== Exercise description ==
Locate every line in the listing below that contains the word "headdress", paying attention to capitalization, and copy each of those lines.

---------- Input

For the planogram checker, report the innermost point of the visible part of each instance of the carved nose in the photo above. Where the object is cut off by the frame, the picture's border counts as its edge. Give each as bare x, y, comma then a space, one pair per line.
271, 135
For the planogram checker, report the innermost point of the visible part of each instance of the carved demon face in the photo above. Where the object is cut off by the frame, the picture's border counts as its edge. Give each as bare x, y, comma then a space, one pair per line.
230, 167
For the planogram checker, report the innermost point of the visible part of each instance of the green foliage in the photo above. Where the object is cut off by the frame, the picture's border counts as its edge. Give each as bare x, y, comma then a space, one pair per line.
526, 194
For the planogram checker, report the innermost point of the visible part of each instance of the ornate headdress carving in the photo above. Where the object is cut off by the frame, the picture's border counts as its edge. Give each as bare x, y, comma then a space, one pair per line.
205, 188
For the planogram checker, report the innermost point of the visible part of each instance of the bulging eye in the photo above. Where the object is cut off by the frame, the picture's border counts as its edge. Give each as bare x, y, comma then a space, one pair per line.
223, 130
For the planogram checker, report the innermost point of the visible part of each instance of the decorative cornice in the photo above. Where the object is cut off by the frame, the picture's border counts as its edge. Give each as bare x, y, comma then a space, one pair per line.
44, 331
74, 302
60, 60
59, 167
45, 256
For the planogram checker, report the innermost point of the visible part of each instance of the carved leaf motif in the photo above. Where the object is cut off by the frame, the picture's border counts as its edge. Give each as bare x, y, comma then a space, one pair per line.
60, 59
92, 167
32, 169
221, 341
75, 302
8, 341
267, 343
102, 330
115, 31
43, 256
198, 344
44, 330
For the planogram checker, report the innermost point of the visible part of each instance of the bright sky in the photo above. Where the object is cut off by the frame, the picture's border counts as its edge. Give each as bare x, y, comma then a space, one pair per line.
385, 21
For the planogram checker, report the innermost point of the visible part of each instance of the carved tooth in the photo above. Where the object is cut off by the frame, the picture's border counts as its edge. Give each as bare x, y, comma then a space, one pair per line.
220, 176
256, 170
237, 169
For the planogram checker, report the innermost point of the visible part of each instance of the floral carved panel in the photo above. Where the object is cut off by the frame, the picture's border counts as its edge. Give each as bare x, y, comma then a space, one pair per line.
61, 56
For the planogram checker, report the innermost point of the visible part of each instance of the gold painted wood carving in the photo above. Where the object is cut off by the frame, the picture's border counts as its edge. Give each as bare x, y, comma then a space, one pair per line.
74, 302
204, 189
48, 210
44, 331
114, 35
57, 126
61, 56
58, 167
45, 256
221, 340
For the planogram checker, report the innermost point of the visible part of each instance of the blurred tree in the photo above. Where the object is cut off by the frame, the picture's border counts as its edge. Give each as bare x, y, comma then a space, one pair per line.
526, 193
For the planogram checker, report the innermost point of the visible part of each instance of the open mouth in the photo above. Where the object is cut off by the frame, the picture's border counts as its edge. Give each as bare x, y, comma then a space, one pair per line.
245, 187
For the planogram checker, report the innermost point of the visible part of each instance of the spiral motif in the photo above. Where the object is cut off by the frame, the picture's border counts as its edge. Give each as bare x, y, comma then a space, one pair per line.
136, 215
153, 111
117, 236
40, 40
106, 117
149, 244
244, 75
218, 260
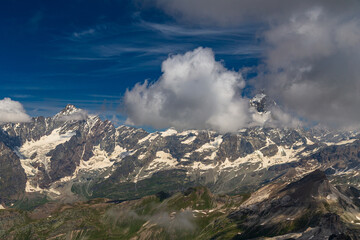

--------------------

== Task response ==
For the planogram checker, report the innermost point of the visible part of each instance of the ornate headdress carving in the photo above. Where the object is cut off by the frame, the picture's border counts as its edge. Give each as bare x, y, comma then a space, one pair per line.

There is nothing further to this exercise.